▶ _THE TASK_: Gather every line in the data below that contains the word "wooden" and copy each one in full. Case matters, so only matches with the same capitalization count.

---

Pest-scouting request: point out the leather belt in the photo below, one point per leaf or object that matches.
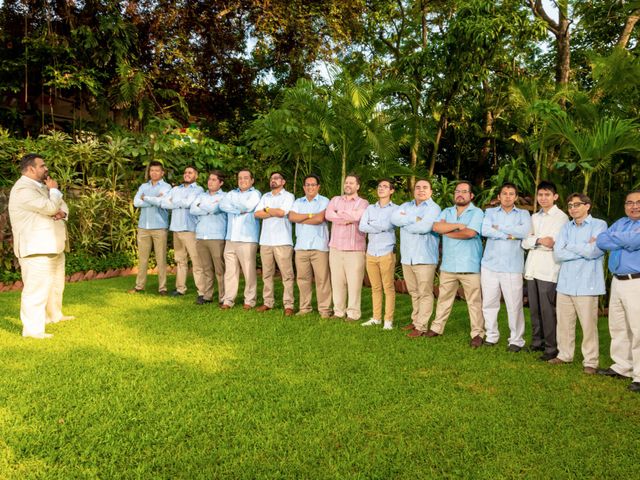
(628, 276)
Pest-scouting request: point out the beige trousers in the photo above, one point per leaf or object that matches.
(585, 307)
(41, 301)
(211, 253)
(312, 264)
(282, 256)
(347, 274)
(381, 272)
(419, 280)
(624, 326)
(240, 256)
(184, 247)
(148, 238)
(447, 294)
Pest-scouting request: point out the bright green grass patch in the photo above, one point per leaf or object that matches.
(154, 387)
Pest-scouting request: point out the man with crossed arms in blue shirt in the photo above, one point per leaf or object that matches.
(622, 239)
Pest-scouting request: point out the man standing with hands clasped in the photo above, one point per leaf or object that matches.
(38, 213)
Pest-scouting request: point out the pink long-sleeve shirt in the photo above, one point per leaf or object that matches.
(344, 214)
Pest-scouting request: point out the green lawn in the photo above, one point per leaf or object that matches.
(154, 387)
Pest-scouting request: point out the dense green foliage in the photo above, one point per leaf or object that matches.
(162, 388)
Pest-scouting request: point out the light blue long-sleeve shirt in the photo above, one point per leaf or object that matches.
(462, 255)
(502, 254)
(622, 239)
(418, 243)
(179, 201)
(311, 237)
(211, 222)
(239, 206)
(152, 215)
(581, 261)
(381, 233)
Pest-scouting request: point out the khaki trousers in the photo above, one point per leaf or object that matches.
(240, 256)
(148, 238)
(381, 272)
(586, 309)
(624, 326)
(419, 280)
(473, 295)
(211, 253)
(184, 247)
(282, 256)
(41, 301)
(312, 264)
(347, 274)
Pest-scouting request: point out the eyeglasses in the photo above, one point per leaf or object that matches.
(575, 205)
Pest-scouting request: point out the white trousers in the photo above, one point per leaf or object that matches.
(510, 286)
(624, 327)
(41, 301)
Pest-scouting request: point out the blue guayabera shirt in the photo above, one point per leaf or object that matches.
(179, 201)
(152, 216)
(581, 261)
(500, 253)
(381, 233)
(239, 206)
(458, 255)
(311, 237)
(211, 222)
(418, 243)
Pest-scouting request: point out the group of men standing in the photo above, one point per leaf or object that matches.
(220, 233)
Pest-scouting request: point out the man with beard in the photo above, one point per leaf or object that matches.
(241, 248)
(346, 249)
(276, 244)
(183, 226)
(460, 227)
(419, 254)
(38, 213)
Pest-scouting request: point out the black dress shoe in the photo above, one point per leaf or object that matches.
(609, 372)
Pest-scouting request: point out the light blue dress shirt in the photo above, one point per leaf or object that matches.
(500, 253)
(211, 222)
(581, 261)
(462, 256)
(276, 231)
(418, 243)
(152, 216)
(311, 237)
(242, 226)
(622, 239)
(381, 233)
(179, 200)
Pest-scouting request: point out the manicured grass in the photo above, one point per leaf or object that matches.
(153, 387)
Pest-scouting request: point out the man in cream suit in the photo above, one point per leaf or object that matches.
(37, 213)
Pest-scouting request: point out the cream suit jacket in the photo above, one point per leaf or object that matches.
(31, 211)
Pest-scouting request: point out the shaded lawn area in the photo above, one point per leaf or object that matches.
(154, 387)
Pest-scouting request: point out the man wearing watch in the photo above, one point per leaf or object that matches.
(312, 247)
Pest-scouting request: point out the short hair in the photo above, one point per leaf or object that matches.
(217, 173)
(508, 185)
(245, 170)
(29, 160)
(547, 185)
(311, 175)
(353, 175)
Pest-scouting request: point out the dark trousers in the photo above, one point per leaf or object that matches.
(542, 306)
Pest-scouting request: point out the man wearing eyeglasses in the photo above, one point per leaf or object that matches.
(622, 239)
(460, 227)
(276, 245)
(312, 247)
(580, 282)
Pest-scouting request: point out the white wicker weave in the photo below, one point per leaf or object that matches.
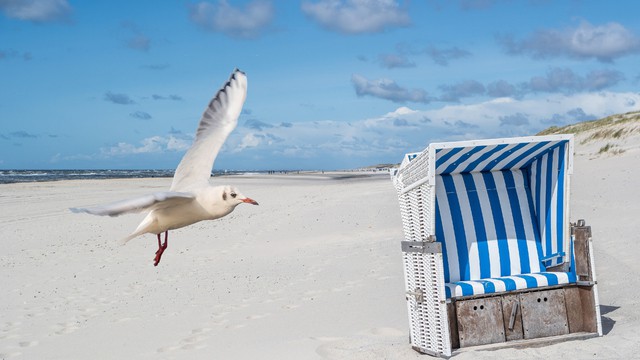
(424, 272)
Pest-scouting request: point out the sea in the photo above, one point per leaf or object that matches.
(20, 176)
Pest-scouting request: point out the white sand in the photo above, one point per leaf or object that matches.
(314, 272)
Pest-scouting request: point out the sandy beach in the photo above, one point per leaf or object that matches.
(314, 272)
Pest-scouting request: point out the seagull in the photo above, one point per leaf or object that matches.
(191, 198)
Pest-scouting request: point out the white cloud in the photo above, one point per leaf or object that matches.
(357, 16)
(246, 22)
(387, 137)
(387, 89)
(603, 42)
(39, 11)
(151, 145)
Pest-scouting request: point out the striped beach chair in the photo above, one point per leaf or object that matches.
(487, 231)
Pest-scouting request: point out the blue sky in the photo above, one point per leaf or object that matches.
(332, 83)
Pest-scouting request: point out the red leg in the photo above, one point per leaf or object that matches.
(161, 248)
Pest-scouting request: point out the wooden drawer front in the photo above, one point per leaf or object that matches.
(480, 321)
(544, 314)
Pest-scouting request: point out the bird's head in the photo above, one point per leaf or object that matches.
(233, 197)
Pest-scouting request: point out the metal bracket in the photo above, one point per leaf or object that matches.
(422, 247)
(512, 318)
(418, 294)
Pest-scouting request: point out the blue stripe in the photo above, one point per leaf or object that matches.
(539, 216)
(440, 238)
(536, 231)
(466, 288)
(461, 160)
(547, 201)
(501, 231)
(478, 222)
(526, 154)
(560, 212)
(521, 237)
(552, 279)
(442, 159)
(483, 157)
(505, 154)
(509, 284)
(531, 281)
(458, 227)
(488, 286)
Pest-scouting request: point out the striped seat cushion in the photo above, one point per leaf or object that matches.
(508, 283)
(487, 224)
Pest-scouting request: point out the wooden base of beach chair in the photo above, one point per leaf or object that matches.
(517, 317)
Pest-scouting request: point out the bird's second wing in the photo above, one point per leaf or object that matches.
(218, 121)
(147, 202)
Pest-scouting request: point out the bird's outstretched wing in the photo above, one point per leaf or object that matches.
(218, 121)
(153, 201)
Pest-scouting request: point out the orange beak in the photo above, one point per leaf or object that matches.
(250, 201)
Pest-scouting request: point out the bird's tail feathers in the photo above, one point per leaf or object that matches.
(125, 240)
(143, 228)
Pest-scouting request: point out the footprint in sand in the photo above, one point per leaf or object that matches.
(255, 317)
(28, 343)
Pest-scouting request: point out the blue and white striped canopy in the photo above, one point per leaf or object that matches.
(499, 154)
(501, 208)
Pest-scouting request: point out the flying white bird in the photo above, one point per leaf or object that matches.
(191, 198)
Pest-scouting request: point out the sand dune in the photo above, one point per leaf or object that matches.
(314, 272)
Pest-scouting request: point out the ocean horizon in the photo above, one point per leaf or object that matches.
(9, 176)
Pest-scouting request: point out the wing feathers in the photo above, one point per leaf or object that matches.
(153, 201)
(218, 121)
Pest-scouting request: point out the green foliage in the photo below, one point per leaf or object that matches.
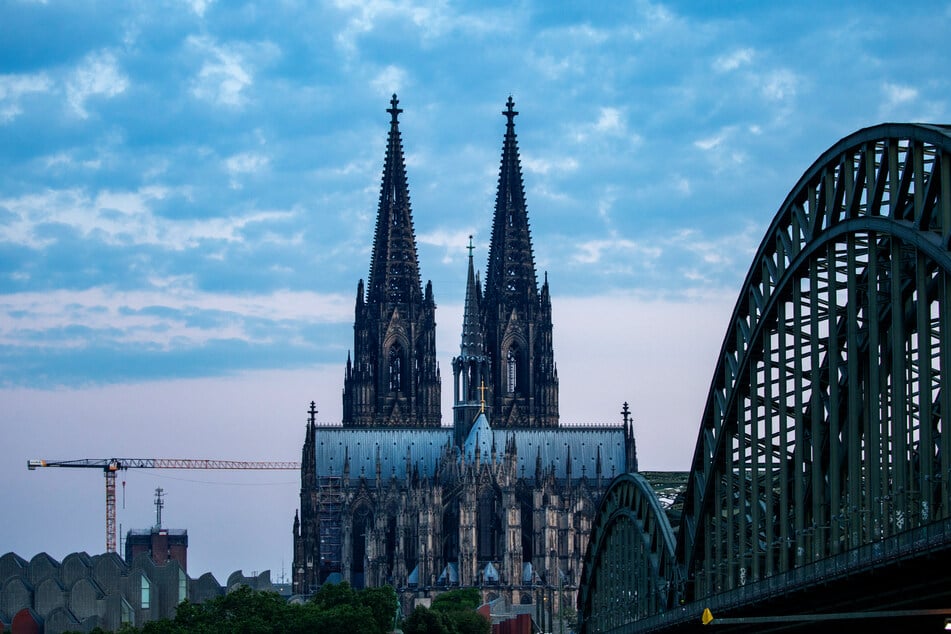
(422, 620)
(452, 612)
(336, 609)
(461, 599)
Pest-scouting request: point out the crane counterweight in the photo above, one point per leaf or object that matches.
(110, 466)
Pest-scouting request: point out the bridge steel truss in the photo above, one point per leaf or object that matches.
(822, 450)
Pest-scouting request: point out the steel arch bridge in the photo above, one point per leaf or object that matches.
(822, 466)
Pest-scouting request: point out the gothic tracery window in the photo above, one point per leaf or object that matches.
(396, 368)
(511, 370)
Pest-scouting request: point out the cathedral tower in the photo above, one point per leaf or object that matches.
(470, 370)
(393, 379)
(523, 390)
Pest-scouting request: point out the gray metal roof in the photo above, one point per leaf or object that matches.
(334, 444)
(425, 446)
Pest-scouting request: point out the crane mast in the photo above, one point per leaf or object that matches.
(110, 466)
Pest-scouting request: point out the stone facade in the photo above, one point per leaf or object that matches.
(84, 592)
(503, 498)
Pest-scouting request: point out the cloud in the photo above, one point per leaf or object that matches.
(97, 75)
(389, 81)
(539, 165)
(733, 60)
(244, 163)
(430, 21)
(119, 217)
(14, 87)
(453, 242)
(173, 314)
(223, 76)
(199, 6)
(896, 94)
(593, 251)
(780, 85)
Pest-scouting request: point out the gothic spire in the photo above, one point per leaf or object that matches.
(472, 340)
(510, 275)
(394, 267)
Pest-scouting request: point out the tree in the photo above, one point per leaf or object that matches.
(422, 620)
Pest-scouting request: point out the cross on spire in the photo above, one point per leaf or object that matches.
(395, 111)
(510, 111)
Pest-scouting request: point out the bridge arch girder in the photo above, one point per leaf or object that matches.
(822, 430)
(629, 570)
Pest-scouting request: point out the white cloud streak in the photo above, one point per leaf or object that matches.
(120, 313)
(223, 76)
(98, 75)
(14, 87)
(119, 218)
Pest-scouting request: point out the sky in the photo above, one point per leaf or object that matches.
(188, 192)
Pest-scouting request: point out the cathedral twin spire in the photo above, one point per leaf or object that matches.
(393, 379)
(506, 354)
(394, 267)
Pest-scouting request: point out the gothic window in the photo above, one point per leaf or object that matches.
(145, 593)
(489, 526)
(390, 547)
(362, 527)
(511, 370)
(528, 530)
(473, 384)
(396, 368)
(450, 528)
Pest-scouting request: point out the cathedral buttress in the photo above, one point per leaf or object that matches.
(523, 391)
(393, 379)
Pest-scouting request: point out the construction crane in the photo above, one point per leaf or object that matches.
(110, 466)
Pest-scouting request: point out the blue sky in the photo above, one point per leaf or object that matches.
(188, 189)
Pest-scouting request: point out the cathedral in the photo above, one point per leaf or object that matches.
(503, 498)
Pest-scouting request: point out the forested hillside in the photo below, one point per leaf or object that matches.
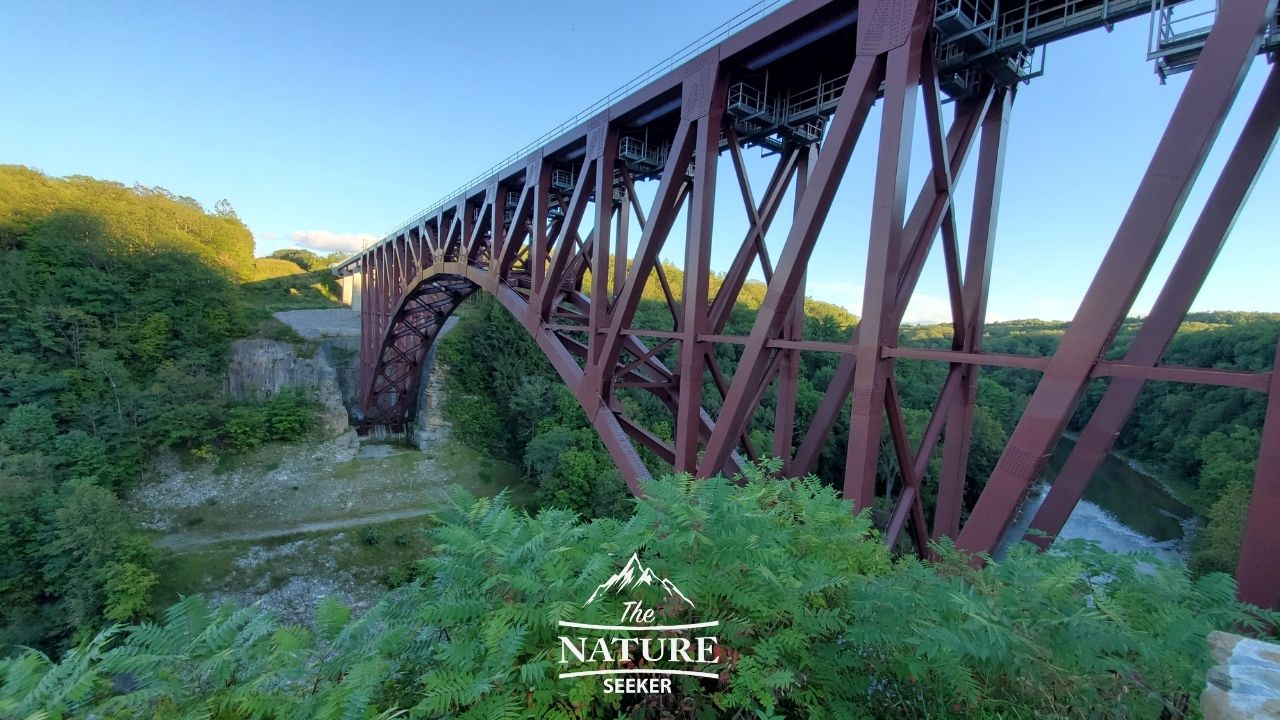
(117, 306)
(1202, 441)
(803, 633)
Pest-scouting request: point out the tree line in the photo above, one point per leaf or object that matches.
(117, 308)
(1202, 441)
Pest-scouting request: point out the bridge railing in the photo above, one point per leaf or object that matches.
(712, 37)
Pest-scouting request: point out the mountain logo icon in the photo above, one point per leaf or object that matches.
(635, 574)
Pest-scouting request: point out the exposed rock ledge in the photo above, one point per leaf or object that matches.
(261, 368)
(1244, 683)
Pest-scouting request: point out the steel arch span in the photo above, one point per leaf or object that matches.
(548, 236)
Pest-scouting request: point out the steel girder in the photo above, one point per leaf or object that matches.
(520, 237)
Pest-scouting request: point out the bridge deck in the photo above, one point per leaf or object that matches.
(800, 51)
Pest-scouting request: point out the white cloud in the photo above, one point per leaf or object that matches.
(329, 240)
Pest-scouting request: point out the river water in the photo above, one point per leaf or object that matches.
(1123, 510)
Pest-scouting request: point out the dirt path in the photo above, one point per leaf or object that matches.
(181, 542)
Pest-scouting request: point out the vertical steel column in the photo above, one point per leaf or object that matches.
(1197, 118)
(538, 236)
(603, 144)
(1257, 574)
(620, 254)
(792, 328)
(848, 122)
(877, 328)
(1175, 299)
(704, 104)
(977, 283)
(923, 226)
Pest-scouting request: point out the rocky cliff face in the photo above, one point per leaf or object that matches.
(429, 425)
(261, 368)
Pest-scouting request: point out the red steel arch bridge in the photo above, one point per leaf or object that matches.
(800, 80)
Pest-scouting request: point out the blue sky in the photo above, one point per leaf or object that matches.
(325, 122)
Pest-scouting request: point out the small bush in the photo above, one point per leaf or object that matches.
(288, 415)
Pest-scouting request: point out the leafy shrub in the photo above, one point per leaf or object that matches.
(370, 534)
(817, 621)
(287, 415)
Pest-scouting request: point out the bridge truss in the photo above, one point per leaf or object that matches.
(801, 82)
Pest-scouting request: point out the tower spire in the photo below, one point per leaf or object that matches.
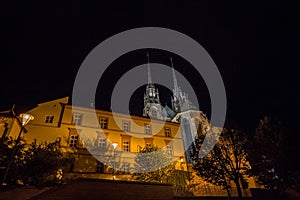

---

▶ _RESULT_:
Pest-scouting request: point out the wooden drawer front in the photo above, one point per leaf or object that matches.
Pest-scouting request: point out the wooden base of beach chair in the photo above, one point per leaf or object that matches.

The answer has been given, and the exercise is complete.